* START *

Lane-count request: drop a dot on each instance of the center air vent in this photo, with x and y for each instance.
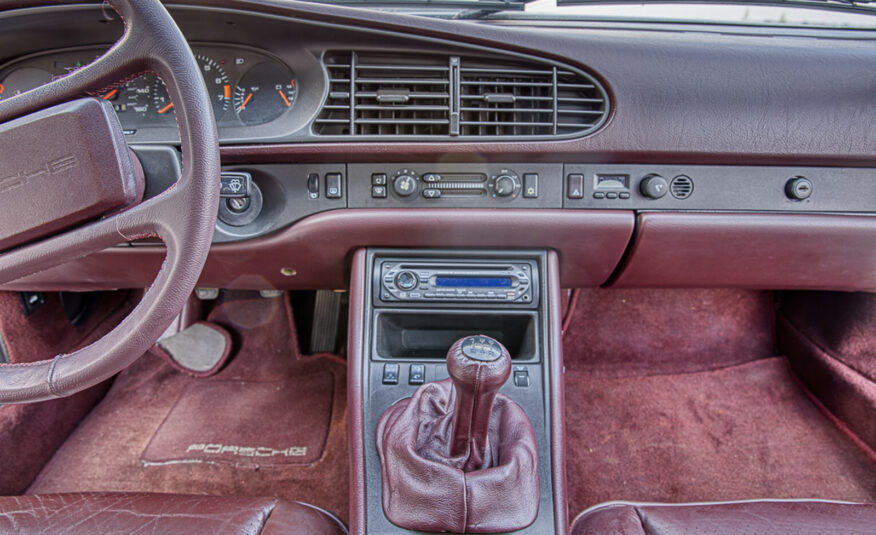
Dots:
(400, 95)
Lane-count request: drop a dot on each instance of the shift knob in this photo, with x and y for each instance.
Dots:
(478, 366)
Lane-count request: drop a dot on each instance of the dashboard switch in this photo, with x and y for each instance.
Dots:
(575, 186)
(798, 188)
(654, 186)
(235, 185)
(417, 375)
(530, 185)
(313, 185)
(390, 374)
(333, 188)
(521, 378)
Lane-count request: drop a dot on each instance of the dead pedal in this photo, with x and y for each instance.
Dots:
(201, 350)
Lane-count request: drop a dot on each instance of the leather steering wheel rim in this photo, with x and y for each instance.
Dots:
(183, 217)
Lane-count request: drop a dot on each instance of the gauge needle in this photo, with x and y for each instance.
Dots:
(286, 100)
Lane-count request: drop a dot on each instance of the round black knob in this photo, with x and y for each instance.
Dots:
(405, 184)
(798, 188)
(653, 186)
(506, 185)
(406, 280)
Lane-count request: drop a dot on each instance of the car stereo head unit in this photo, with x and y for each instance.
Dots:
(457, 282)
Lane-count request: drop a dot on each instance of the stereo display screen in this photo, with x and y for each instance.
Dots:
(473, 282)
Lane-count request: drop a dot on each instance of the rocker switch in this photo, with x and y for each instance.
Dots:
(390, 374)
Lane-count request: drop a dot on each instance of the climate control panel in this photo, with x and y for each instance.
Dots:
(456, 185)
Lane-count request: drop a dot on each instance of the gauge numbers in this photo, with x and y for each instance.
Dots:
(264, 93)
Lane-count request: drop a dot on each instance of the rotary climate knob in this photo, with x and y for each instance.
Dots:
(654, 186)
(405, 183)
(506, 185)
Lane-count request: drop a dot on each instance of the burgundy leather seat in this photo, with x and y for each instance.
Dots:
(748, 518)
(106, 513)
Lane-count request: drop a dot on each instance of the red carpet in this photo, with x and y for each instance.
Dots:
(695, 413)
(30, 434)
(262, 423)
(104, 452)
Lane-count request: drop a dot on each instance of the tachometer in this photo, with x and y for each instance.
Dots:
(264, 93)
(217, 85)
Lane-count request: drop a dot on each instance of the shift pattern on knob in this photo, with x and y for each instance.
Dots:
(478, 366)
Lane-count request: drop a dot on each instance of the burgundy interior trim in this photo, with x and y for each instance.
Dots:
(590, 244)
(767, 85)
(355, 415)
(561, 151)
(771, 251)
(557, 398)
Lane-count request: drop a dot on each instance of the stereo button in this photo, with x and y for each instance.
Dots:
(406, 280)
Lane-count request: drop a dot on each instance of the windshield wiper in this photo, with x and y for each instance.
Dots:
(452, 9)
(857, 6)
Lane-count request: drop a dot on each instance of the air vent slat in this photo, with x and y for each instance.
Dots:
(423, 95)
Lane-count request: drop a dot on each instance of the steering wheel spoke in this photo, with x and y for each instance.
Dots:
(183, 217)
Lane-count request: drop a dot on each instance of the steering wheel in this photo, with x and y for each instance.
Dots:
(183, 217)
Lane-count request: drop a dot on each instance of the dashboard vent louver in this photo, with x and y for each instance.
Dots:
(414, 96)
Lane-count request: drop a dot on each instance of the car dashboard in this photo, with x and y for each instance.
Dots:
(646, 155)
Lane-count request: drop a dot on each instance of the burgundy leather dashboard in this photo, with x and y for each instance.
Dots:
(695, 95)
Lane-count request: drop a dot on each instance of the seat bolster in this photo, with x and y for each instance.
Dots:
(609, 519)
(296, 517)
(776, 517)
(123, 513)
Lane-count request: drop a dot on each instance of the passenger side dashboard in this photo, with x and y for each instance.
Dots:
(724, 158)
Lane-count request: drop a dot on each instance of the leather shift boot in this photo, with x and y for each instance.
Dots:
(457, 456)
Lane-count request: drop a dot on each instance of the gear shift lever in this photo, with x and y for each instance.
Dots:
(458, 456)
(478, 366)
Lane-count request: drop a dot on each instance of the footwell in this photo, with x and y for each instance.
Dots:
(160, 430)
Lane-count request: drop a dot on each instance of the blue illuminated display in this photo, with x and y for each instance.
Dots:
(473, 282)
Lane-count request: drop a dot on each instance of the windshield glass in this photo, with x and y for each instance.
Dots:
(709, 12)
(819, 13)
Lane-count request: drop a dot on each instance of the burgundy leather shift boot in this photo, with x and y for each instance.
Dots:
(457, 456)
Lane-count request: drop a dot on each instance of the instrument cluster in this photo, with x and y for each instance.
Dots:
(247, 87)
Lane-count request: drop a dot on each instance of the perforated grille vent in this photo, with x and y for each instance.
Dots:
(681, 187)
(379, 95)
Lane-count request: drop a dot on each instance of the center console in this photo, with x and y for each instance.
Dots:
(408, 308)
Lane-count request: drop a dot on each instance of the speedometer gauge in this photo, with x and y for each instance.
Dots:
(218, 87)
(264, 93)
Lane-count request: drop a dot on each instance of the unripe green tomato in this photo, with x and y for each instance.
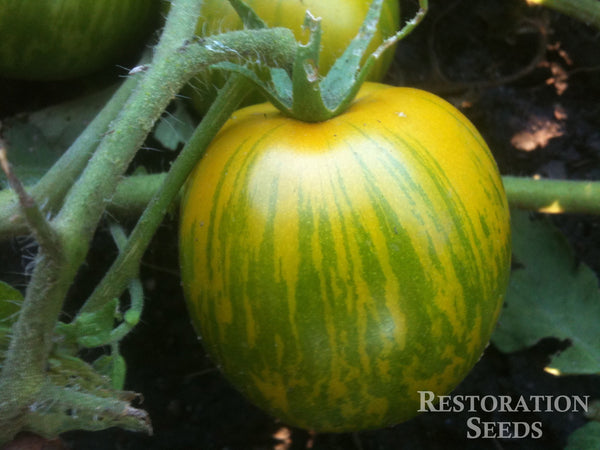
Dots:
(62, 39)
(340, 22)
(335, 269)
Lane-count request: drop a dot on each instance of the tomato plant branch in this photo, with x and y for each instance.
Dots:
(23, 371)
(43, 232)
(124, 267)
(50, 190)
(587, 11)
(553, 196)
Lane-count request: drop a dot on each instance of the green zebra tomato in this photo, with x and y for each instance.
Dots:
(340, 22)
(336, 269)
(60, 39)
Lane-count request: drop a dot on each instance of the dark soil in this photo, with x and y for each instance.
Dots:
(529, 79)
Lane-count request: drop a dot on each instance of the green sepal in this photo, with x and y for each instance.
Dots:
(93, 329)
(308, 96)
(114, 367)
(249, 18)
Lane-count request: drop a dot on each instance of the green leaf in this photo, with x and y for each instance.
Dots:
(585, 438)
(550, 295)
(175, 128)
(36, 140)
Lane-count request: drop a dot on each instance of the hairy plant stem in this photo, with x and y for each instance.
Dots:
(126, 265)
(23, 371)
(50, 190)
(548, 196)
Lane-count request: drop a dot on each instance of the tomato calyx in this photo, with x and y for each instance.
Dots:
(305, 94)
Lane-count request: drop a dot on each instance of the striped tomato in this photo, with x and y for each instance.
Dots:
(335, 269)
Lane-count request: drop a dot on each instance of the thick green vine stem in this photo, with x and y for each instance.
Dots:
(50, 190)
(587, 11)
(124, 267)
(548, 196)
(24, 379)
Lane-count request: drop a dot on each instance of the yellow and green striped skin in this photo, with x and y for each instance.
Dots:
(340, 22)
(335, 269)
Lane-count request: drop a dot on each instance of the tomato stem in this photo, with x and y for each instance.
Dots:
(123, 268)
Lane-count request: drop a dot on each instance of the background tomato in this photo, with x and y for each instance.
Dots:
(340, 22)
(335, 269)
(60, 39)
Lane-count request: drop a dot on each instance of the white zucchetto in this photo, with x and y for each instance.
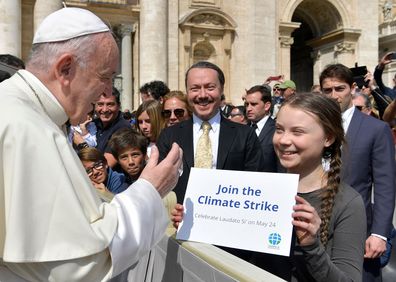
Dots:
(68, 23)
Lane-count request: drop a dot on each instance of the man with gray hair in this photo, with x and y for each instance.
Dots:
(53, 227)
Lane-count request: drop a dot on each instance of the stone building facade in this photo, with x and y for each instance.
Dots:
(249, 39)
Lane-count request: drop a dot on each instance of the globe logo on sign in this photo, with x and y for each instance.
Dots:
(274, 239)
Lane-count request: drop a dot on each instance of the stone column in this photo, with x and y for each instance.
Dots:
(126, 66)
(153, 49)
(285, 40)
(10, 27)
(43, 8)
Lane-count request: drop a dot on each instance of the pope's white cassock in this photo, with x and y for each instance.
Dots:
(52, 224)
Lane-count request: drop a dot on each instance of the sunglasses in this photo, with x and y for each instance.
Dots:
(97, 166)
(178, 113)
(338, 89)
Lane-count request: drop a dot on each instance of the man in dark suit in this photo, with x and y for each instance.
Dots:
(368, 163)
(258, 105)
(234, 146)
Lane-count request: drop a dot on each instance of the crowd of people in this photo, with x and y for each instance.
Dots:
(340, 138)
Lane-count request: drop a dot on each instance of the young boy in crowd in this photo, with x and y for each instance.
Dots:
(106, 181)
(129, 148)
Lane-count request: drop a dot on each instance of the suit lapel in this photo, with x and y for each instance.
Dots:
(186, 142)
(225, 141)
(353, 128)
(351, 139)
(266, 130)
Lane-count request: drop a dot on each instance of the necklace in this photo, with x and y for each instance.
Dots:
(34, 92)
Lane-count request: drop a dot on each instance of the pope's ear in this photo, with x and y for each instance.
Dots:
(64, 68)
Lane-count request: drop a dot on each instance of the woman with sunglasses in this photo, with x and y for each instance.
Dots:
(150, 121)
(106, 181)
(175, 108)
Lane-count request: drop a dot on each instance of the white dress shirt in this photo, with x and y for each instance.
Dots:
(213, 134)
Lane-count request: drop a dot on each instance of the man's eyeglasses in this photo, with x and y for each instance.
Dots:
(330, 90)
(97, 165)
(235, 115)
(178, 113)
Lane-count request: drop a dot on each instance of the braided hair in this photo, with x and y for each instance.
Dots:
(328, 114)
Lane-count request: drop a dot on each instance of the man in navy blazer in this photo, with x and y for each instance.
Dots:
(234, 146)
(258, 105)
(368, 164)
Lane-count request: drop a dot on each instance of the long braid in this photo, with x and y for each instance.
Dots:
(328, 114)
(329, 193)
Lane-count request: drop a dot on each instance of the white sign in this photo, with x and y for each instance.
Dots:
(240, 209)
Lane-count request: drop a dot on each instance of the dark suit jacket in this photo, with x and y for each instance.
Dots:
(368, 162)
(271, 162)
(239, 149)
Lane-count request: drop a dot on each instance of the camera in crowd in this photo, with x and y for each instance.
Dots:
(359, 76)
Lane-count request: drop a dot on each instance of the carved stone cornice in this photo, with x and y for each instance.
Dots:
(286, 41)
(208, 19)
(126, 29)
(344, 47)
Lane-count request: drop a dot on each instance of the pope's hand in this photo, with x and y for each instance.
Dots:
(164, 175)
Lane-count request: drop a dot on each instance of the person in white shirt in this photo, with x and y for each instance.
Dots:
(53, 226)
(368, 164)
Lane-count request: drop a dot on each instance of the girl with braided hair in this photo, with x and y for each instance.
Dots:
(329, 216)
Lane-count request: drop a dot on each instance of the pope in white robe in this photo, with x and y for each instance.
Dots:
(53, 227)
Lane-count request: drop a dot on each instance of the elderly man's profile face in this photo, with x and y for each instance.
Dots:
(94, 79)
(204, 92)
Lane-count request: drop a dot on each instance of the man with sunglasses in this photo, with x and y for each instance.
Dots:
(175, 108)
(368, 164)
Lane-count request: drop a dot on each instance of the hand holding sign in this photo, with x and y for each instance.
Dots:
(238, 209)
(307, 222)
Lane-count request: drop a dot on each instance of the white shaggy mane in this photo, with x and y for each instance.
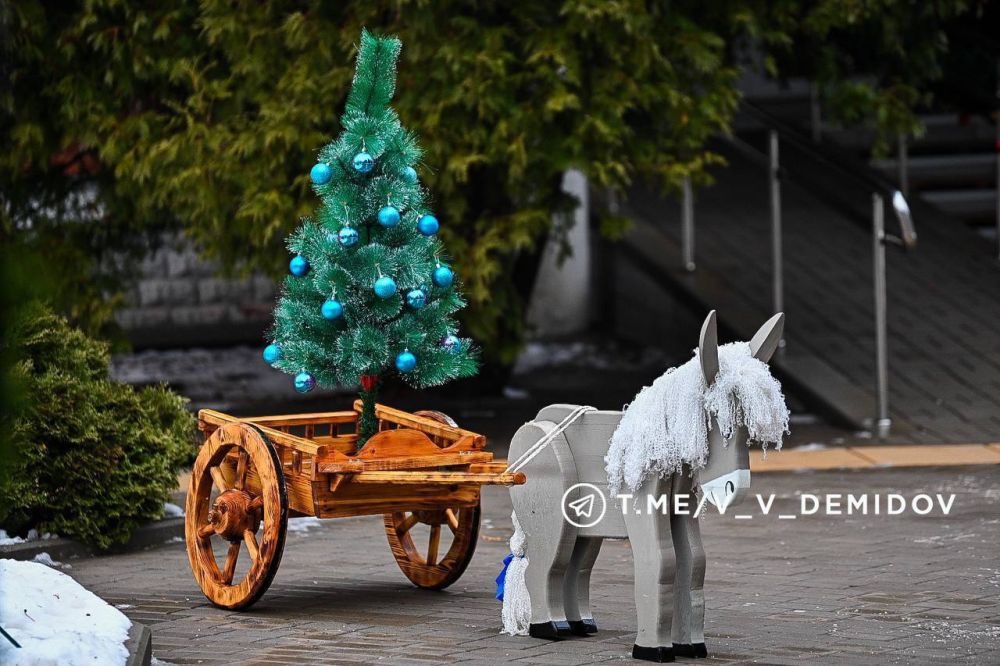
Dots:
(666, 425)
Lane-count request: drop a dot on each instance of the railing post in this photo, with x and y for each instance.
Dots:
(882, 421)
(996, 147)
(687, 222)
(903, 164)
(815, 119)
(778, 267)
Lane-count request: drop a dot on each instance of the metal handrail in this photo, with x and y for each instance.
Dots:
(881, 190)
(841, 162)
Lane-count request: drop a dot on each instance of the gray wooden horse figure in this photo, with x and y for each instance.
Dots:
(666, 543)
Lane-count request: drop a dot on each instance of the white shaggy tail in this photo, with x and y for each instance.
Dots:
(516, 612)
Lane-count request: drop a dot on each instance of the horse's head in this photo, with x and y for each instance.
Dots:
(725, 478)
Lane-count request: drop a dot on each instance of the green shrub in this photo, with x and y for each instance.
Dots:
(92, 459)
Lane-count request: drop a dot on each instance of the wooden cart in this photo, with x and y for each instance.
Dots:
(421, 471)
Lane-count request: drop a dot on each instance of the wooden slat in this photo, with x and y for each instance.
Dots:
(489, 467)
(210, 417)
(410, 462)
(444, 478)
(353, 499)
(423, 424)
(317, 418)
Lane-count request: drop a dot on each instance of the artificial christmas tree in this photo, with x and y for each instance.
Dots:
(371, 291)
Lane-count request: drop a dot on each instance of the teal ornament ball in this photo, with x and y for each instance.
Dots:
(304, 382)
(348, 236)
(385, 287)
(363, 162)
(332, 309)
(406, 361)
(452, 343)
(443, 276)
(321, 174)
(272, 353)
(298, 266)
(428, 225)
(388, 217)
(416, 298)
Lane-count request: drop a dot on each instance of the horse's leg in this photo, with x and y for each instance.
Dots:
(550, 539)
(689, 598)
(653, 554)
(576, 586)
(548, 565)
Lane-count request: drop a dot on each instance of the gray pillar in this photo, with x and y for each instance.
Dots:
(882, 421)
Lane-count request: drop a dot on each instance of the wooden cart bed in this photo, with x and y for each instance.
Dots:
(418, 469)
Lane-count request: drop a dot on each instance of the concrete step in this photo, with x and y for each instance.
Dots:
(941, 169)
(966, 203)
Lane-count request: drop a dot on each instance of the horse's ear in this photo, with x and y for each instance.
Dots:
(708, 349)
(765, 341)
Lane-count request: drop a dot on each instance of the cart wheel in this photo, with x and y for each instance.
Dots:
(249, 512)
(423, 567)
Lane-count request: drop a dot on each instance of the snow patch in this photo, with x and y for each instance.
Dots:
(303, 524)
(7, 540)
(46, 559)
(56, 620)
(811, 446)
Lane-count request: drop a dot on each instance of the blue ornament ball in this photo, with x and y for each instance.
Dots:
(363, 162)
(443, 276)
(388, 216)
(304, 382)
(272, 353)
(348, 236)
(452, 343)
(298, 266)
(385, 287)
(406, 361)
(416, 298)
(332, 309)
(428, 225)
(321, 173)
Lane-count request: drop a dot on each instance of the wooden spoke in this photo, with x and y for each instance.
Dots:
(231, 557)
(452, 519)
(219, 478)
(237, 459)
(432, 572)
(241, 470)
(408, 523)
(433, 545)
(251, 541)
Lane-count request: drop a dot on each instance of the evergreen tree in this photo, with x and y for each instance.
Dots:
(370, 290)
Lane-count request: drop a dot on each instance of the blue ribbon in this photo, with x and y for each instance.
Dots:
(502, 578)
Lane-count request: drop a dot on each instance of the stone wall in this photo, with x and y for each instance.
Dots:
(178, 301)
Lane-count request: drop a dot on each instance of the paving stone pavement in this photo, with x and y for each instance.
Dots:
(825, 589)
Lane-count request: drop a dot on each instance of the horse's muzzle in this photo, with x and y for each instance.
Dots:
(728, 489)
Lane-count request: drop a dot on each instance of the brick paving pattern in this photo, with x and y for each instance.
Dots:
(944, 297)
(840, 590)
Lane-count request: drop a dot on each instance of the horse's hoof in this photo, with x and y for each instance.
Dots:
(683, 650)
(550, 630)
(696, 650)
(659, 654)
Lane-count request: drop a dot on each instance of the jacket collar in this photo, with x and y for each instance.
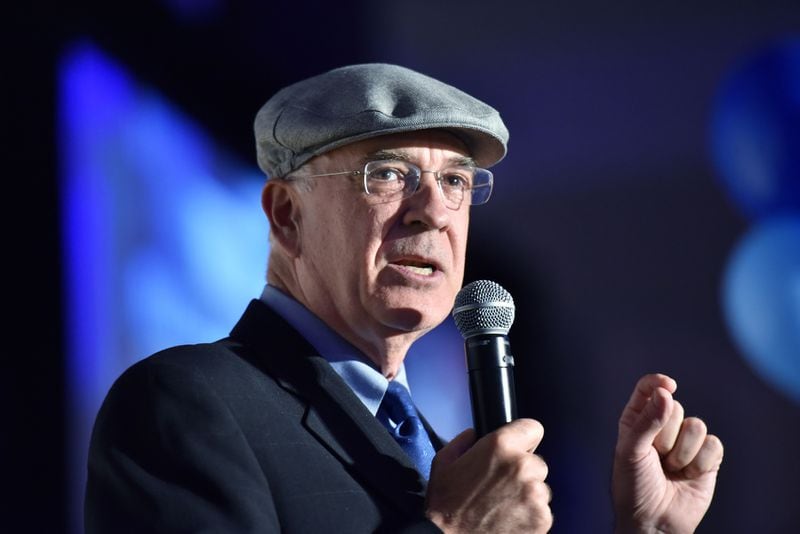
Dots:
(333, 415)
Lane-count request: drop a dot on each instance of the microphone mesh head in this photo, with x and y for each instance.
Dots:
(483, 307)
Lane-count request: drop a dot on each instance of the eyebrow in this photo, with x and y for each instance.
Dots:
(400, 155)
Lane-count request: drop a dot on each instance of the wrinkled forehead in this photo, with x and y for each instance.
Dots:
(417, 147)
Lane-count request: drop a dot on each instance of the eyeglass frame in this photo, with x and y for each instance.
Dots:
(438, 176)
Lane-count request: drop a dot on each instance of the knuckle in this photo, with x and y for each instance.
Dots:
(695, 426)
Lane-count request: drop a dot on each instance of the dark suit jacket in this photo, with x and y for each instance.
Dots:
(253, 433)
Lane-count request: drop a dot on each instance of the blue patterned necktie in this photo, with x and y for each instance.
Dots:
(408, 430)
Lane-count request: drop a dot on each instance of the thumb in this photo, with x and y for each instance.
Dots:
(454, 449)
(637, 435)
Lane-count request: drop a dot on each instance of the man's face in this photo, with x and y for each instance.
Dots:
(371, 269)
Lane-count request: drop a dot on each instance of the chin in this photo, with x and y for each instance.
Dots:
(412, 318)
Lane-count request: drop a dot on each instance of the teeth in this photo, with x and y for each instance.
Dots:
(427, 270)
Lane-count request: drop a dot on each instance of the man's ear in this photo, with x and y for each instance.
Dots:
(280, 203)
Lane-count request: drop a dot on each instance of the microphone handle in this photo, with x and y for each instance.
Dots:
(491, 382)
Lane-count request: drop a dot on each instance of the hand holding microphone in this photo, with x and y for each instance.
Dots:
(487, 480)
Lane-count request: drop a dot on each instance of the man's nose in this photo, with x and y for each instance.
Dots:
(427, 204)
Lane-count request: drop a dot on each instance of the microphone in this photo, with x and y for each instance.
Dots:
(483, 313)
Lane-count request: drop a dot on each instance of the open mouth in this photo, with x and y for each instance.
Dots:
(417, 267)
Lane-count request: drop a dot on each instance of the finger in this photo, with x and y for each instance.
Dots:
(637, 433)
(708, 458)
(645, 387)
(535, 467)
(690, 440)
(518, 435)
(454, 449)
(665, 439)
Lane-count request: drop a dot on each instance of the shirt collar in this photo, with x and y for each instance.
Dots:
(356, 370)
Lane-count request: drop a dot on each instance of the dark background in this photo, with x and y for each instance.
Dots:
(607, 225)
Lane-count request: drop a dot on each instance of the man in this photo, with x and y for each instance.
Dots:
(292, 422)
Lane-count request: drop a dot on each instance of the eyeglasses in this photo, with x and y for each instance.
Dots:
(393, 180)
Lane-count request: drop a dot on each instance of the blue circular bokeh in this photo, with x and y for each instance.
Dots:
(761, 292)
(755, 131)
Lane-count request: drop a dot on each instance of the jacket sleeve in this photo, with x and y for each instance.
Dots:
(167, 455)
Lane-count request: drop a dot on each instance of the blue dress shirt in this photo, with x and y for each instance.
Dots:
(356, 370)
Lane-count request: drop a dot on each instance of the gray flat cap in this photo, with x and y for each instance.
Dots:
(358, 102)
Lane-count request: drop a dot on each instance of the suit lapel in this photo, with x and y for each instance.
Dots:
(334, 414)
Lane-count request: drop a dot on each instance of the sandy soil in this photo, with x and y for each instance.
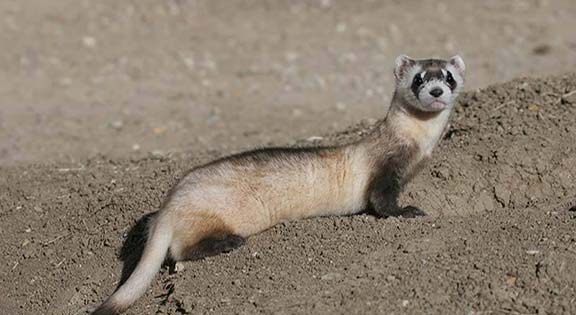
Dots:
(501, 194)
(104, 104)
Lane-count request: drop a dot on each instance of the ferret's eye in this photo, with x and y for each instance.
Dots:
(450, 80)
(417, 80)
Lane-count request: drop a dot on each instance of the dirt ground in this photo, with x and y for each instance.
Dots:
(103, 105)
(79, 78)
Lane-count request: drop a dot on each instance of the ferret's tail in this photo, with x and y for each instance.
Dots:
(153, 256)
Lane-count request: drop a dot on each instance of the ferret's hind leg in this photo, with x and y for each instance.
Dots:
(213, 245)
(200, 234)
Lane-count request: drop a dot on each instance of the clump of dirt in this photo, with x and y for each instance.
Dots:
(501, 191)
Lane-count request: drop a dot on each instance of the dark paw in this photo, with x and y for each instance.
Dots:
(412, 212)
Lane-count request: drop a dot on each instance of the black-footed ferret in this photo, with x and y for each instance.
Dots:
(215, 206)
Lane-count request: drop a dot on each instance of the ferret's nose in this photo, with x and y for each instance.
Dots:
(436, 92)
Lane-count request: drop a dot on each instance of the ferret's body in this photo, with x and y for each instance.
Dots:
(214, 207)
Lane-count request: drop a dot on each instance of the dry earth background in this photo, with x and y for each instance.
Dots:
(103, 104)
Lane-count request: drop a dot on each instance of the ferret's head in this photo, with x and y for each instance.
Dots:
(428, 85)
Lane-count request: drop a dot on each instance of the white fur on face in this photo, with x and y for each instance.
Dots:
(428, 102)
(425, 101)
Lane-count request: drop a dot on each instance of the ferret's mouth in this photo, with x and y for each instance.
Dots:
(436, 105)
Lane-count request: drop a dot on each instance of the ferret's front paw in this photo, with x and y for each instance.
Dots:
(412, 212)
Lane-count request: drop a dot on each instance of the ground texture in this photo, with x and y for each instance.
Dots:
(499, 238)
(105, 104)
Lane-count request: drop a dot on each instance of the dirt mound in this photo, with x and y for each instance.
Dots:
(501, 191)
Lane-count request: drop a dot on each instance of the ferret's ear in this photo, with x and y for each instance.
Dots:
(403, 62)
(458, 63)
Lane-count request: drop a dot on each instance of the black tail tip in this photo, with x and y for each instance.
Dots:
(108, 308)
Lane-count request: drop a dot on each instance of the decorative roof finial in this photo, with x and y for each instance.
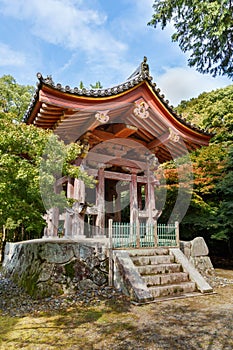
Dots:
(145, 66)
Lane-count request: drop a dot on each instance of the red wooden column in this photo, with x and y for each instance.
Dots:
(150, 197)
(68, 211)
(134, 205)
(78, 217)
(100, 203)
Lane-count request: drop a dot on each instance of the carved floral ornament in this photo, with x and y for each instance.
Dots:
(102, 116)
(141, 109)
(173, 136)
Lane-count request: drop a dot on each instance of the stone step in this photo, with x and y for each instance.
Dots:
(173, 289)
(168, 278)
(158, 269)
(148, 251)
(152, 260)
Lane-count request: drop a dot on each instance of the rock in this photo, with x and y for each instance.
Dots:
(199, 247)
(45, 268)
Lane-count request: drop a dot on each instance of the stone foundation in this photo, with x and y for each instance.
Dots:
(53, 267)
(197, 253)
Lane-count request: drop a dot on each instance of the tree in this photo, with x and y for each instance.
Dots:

* END *

▶ [DIRECTIONS FOR THIS TASK]:
Rescale the lines above from the one containing "the carved floral" through the last line, and give only those lines. Repeat every line, requests included, but multiply each x and y coordinate in the answers by 1.55 and round to the nearest whole number, with halves rounding up.

▶ [THE REPLY]:
Lane-count request: drop a dot on each instance of the carved floral ornament in this photo, with x and y for each instance.
Dots:
(158, 180)
(219, 169)
(268, 211)
Lane-count request: drop a dot on each instance of the stone step in this photo, with x and y for each instance.
Dots:
(268, 448)
(260, 431)
(245, 417)
(229, 389)
(236, 403)
Lane-count request: drop a dot on each instance of the rock in this photo, with x and y for each instance.
Dots:
(308, 383)
(70, 415)
Lane-count request: drop a dot on each instance of the stone foundation in this photo, with x and y for each instance.
Dots:
(82, 414)
(305, 392)
Lane-count request: drop a dot on each instance of the tree in this photo, with x and y for each instance.
Dots:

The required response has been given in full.